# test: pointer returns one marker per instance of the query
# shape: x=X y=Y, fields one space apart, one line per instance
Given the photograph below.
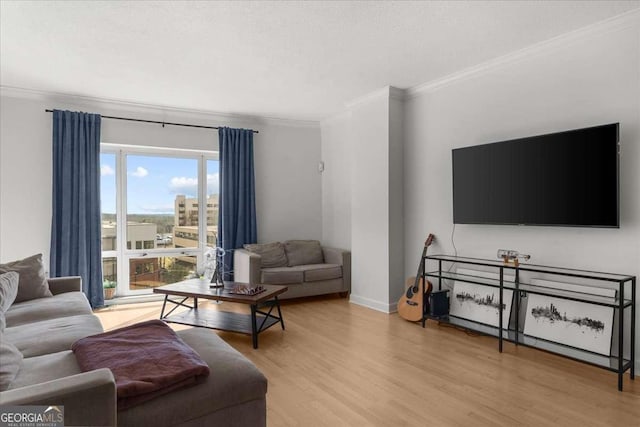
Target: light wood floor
x=339 y=364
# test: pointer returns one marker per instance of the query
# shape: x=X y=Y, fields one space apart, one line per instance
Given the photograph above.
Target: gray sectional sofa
x=43 y=330
x=305 y=266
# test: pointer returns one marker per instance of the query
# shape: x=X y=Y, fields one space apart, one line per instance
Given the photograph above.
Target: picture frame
x=480 y=303
x=576 y=324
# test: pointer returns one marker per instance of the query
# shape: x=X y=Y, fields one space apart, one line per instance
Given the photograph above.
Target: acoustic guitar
x=411 y=304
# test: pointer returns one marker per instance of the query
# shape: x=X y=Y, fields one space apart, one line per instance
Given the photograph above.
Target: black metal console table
x=623 y=302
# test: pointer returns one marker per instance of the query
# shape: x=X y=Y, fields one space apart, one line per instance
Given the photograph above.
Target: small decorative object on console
x=511 y=256
x=247 y=289
x=212 y=257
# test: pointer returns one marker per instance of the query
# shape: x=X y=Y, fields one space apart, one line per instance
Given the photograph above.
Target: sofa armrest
x=89 y=398
x=246 y=266
x=342 y=257
x=336 y=256
x=60 y=285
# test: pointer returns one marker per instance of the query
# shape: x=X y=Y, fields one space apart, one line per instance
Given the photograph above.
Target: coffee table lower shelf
x=224 y=321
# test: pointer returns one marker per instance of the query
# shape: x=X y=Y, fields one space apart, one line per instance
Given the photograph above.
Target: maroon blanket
x=147 y=359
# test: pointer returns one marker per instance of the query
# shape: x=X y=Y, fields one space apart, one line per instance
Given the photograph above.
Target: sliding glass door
x=159 y=212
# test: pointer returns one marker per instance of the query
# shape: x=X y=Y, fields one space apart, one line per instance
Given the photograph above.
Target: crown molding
x=616 y=23
x=136 y=107
x=387 y=91
x=341 y=115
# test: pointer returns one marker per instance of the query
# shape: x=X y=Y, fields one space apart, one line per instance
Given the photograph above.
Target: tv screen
x=563 y=179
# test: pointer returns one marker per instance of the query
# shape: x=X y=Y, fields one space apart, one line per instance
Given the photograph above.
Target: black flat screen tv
x=561 y=179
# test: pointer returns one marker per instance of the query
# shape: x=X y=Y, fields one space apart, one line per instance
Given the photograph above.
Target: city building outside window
x=155 y=202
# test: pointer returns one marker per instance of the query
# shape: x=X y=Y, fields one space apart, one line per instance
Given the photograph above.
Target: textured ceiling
x=294 y=60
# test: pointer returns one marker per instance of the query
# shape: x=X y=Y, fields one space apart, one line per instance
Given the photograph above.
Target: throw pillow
x=8 y=290
x=272 y=254
x=301 y=252
x=32 y=283
x=11 y=363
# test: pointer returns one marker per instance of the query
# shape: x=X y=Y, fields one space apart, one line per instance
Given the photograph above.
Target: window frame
x=122 y=254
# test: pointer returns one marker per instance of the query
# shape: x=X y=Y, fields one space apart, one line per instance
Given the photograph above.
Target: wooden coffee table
x=250 y=324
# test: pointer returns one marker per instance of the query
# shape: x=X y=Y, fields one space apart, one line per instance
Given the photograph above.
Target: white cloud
x=184 y=185
x=213 y=183
x=189 y=186
x=168 y=209
x=140 y=172
x=106 y=170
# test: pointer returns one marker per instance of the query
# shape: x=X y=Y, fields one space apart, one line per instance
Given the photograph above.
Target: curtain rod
x=159 y=123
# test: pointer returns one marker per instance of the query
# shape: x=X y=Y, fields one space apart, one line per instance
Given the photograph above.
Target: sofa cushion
x=11 y=361
x=272 y=254
x=233 y=380
x=50 y=336
x=8 y=290
x=48 y=367
x=282 y=275
x=301 y=252
x=315 y=272
x=32 y=282
x=36 y=310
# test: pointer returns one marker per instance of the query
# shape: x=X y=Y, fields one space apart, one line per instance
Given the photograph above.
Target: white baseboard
x=373 y=304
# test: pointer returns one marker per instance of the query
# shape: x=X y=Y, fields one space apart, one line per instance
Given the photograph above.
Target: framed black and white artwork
x=481 y=303
x=574 y=323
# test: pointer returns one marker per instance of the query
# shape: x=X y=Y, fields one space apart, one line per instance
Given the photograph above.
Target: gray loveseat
x=44 y=329
x=305 y=266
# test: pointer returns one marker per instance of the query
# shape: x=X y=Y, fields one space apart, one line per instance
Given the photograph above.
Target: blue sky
x=153 y=182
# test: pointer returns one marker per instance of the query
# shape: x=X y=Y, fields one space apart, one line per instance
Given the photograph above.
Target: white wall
x=370 y=201
x=584 y=80
x=288 y=186
x=362 y=195
x=337 y=152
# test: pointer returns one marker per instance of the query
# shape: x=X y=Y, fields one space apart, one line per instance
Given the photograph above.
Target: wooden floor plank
x=339 y=364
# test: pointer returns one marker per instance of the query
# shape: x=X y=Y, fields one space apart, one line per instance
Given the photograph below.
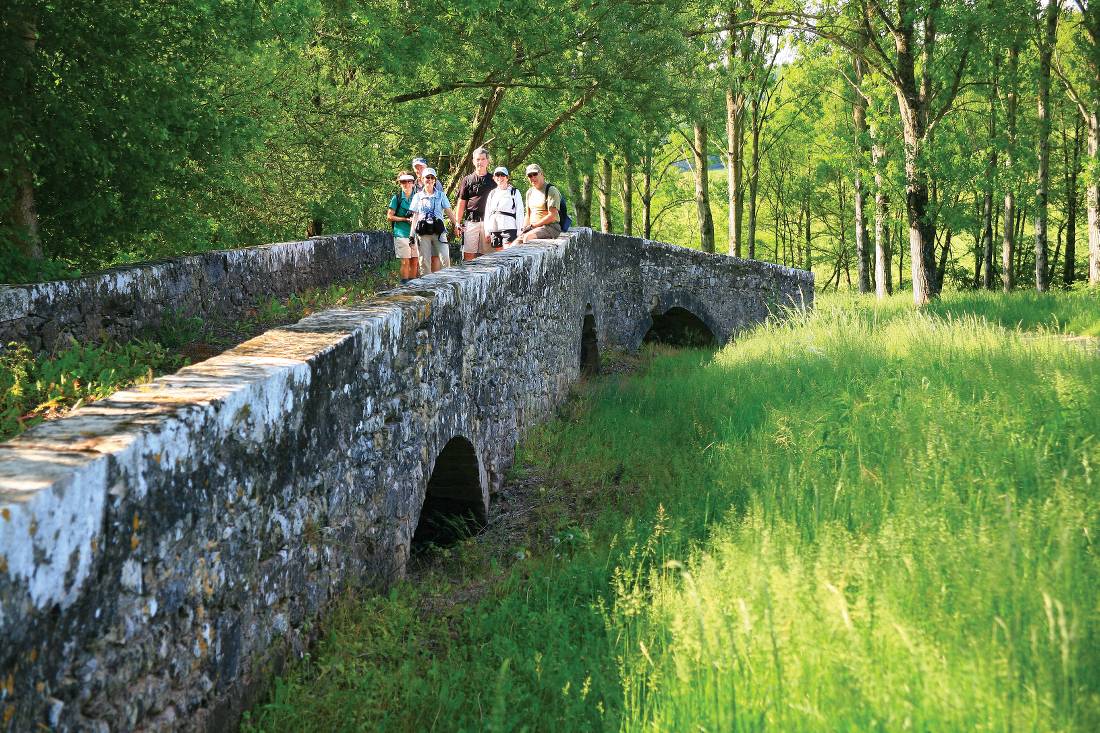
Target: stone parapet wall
x=163 y=550
x=127 y=302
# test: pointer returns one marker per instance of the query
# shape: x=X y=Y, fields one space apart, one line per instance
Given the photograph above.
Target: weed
x=866 y=517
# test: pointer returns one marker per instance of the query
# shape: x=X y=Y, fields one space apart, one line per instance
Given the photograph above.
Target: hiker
x=399 y=215
x=429 y=207
x=420 y=164
x=542 y=203
x=504 y=211
x=473 y=193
===============
EXERCISE REQUIREMENTS. Copy every line above word for word, from the first to the last, but leave out the pictures.

RESULT OF THE TASK.
# test: pointer returns one marker per instance of the query
# shape: x=X y=Y, fields one space apart, one line per instance
Given the photograph below.
Target: light wood floor
x=339 y=364
# test: pointer returns one marker per instance of the query
# shape: x=X y=Y, fields one space apart, one line per instance
Given the photograph above.
Target: gray sectional sofa
x=43 y=330
x=305 y=266
# test: pointer returns one marker per instance of the query
# shape: x=X y=Y, fields one space apart, one line per instance
Given the photograph above.
Target: picture frame
x=480 y=303
x=576 y=324
# test: pointer returns one marker per instance of the query
# shape: x=X y=Y, fields one space apart, one line per instance
Given the photograph above.
Target: acoustic guitar
x=411 y=304
# test: pointer returns one marker per instance of the query
# shape: x=X y=Y, fields one space apart, one line per instance
Given the photograph above.
Target: black metal console table
x=623 y=302
# test: pointer returns one marker per instance of the query
# shape: x=X y=Y, fields one space apart, one line per instance
Given the photograph above.
Target: small decorative object on console
x=511 y=256
x=247 y=289
x=212 y=257
# test: pointer returns one marker per instance of the query
# shape: x=X y=Y, fields one space apart, one line per instance
Given the photograph above.
Target: sofa armrest
x=89 y=398
x=246 y=266
x=342 y=257
x=336 y=256
x=60 y=285
# test: pointer returns one marker per instance of the query
# shape: x=X y=Y, fields one space apart, one line per instance
Given the photograph above.
Target: coffee table lower shelf
x=224 y=321
# test: pointer returns one marker per instance of the query
# shape: x=X y=Y, fields one space apart, one line per instance
Given the photograph above.
Target: maroon blanket
x=147 y=359
# test: pointer returns one marker per instance of the query
# shape: x=X y=Y, fields one space apart, one line per instance
Given the photograph above.
Target: sliding glass door
x=159 y=212
# test: pointer returns one marker per instance of the query
# shape: x=X y=Y, fields one space apart, one line per instance
Given the photograph above.
Target: crown molding
x=616 y=23
x=136 y=107
x=387 y=91
x=341 y=115
# test: pointer returns one marker per instance of the query
# shape: x=X y=Y, fields one space apart, one line per instance
Given the photograph above.
Target: tv screen
x=563 y=179
# test: pointer returns one marker per instance of the query
# shape: x=X y=Y, fields one space apart, one line per instance
Given the photograph above.
Target: black flat screen tv
x=561 y=179
# test: pointer returns one marker per instance of the query
# shape: x=X y=Y, fields one space apart, one line per instance
Given the photograph above.
Target: city building outside window
x=155 y=202
# test: pointer returns one marker per instance of the query
# shape: x=X y=Y, fields one space apart, one line per instance
Given the photograph above.
Target: textured ceiling
x=294 y=60
# test: pointer returns one marker per instance of the query
# shape: x=X y=Y, fields one space apart, one line per instance
Given the photograph above.
Target: throw pillow
x=8 y=290
x=272 y=254
x=301 y=252
x=32 y=283
x=11 y=363
# test: pointer returns one marker per instance of the query
# shape: x=X y=Y, fields one space apart, one line per instance
Given the photograph above.
Target: window frame
x=122 y=254
# test: pointer returns one marker per instance of the query
# shape: x=X y=Y, fields one space apart, one line per instance
Given the photograph above.
Target: wooden coffee table
x=250 y=324
# test: pointer returns one marker per instance of the query
# shape: x=X y=Y, fields one space apart, one line per instance
Given the photograph above.
Target: white cloud
x=184 y=185
x=213 y=183
x=189 y=186
x=168 y=209
x=140 y=172
x=106 y=170
# test: pointer returns one marker per instance of the query
# shape: x=X y=Y, fields one space apart, one line per instance
Given the photograph above.
Target: curtain rod
x=159 y=123
# test: pointer returns one marker per instance of the query
# shape: x=X y=Y, fields one space apart, one line per instance
Given the photograph above.
Target: sofa cushion
x=11 y=361
x=272 y=254
x=233 y=380
x=50 y=336
x=8 y=290
x=48 y=367
x=282 y=275
x=301 y=252
x=315 y=272
x=32 y=282
x=36 y=310
# test: pointer returns one marker per instance of the query
# shape: x=X y=Y, fields one space apart, one line per instance
Given the photograph above.
Target: white baseboard
x=373 y=304
# test: pointer returns one marker per instance of the query
# shape: x=X y=Y, fields one space apart, one line per instance
Given the photograph above.
Target: framed black and white artwork
x=481 y=303
x=574 y=323
# test: pointer returns one marker per instance of the query
# shape: x=X y=Y, fields one space apart, one line per instance
Given the photograph above.
Target: gray loveseat
x=44 y=329
x=305 y=266
# test: pointer returns one marker per instance of the query
# shape: x=X y=Y, fields one space apart, one line per instance
Given the photograph above.
Target: blue sky
x=153 y=182
# test: pointer returns one marker per instance of the query
# shape: x=X y=Y, fields one space apart, one line per instance
Given the photograph above.
Target: white wall
x=370 y=201
x=584 y=80
x=288 y=186
x=362 y=195
x=337 y=152
# test: pointer returns one marker per instance of the query
# shape: x=X y=Y, fields one space apart, one line per instance
Given the photograph above.
Target: wooden floor plank
x=339 y=364
# test: pointer returns one marker per instance of the query
# shape: x=X y=Y, fields one space apart, one line per instance
Given the photograph below.
Target: stone parapet wall
x=163 y=550
x=127 y=302
# test: pointer returns one marker per instance of the query
# shape: x=X y=Y, fields one space apart, one line per instance
Given the photograph above.
Target: weed
x=866 y=517
# test: pointer returns one marker per instance of the query
# shape: x=X y=Y, fields one space apart, one line per instance
Given the photograph above.
Target: hiker
x=399 y=215
x=429 y=207
x=420 y=164
x=542 y=203
x=504 y=211
x=473 y=193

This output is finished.